Elevated sea temperature combined with dietary methionine levels affect feed intake and appetite-related neuropeptide expression in the brains of juvenile cobia (Rachycentron canadum)

Abstract

This study aimed to determine the impact of elevated temperature combined with different levels of dietary methionine concentrations on feed intake (FI) and brain expression of selected neuropeptides and one receptor involved in appetite control in juvenile cobia (approximately 3.7 g body weight). The genes studies were neuropeptide y, npy; agouti-related protein, agrp; cocaine- and amphetamine-regulated transcript, cart; cholecystokinin, cck and melanocortin 4 receptor; mc4r. The cobia were reared at typical sea water temperature in Vietnam (30 °C) and elevated temperature (34°C; selected as one of the predicted scenarios of climate change). The fish were fed diets with different levels of methionine: deficient (M9; 9.1 g/kg), sufficient (M12; 12.8 g/kg) and surplus (M16, 16.8 g/kg) for 6 weeks (triplicate tanks per treatment). Both dietary methionine concentration and temperature affected FI in cobia. Dietary methionine deficiency (i.e., M9) and elevated temperature reduced FI in cobia. Temperature significantly influenced the mRNA expression of agrp, cart, cck and mc4r. Expression of the orexigenic neuropeptide npy was consistently higher before the meal than after the meal for all diets and at both temperatures. At 30°C, prefeeding levels of npy correlated with both increased methionine levels and FI. The interaction between dietary methionine and temperature on the levels of brain npy expression was significant (P<0.05). There was higher brain expression of agrp, cart and cck in cobia at 34°C than in fish at 30°C, which was correlated with a lower FI. In conclusion, both feeding, temperature and/or dietary methionine levels affected the brain expression of npy and agrp, cart, cck and mc4r. This suggests that these neuropeptides as well as the mc4r receptor are actively involved in adjusting feed intake to compensate for changing energetic demands, as well as metabolic adjustments due to the variable availability of methionine at elevated temperature.

- - - -

**The problem**
List every gene examined in the cobia study abstract, giving each one's full name and abbreviation.

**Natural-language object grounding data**

- - - -

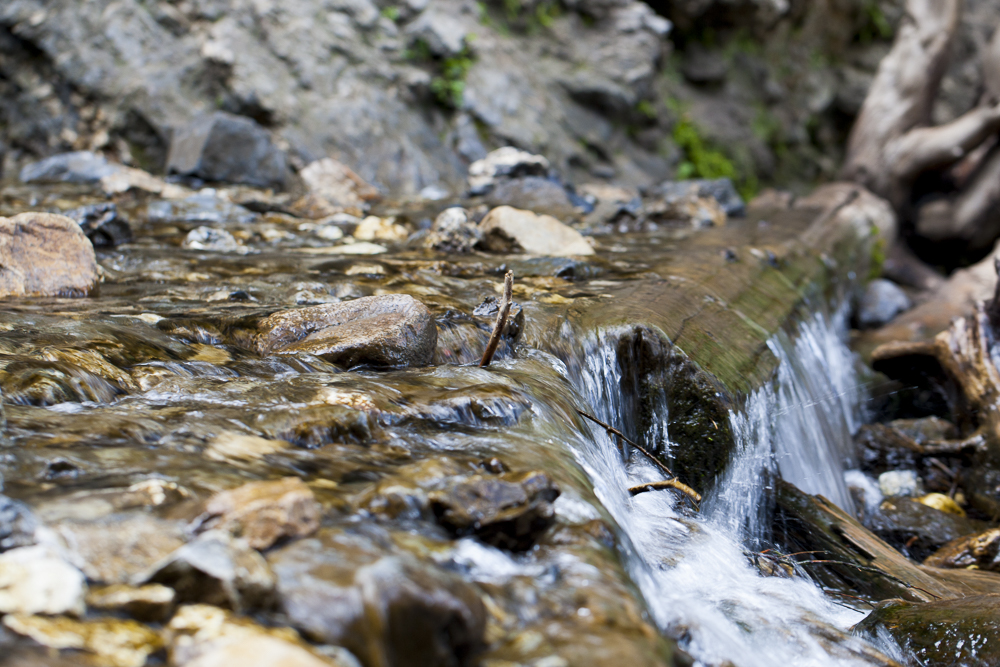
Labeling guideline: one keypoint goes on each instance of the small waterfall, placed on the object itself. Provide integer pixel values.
(693, 570)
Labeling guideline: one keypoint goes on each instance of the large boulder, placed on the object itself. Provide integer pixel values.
(507, 229)
(388, 330)
(224, 147)
(42, 254)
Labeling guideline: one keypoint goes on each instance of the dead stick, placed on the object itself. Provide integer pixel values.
(498, 326)
(611, 430)
(674, 484)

- - - -

**Result for this exercise**
- neuropeptide y (npy)
- agouti-related protein (agrp)
- cocaine- and amphetamine-regulated transcript (cart)
- cholecystokinin (cck)
- melanocortin 4 receptor (mc4r)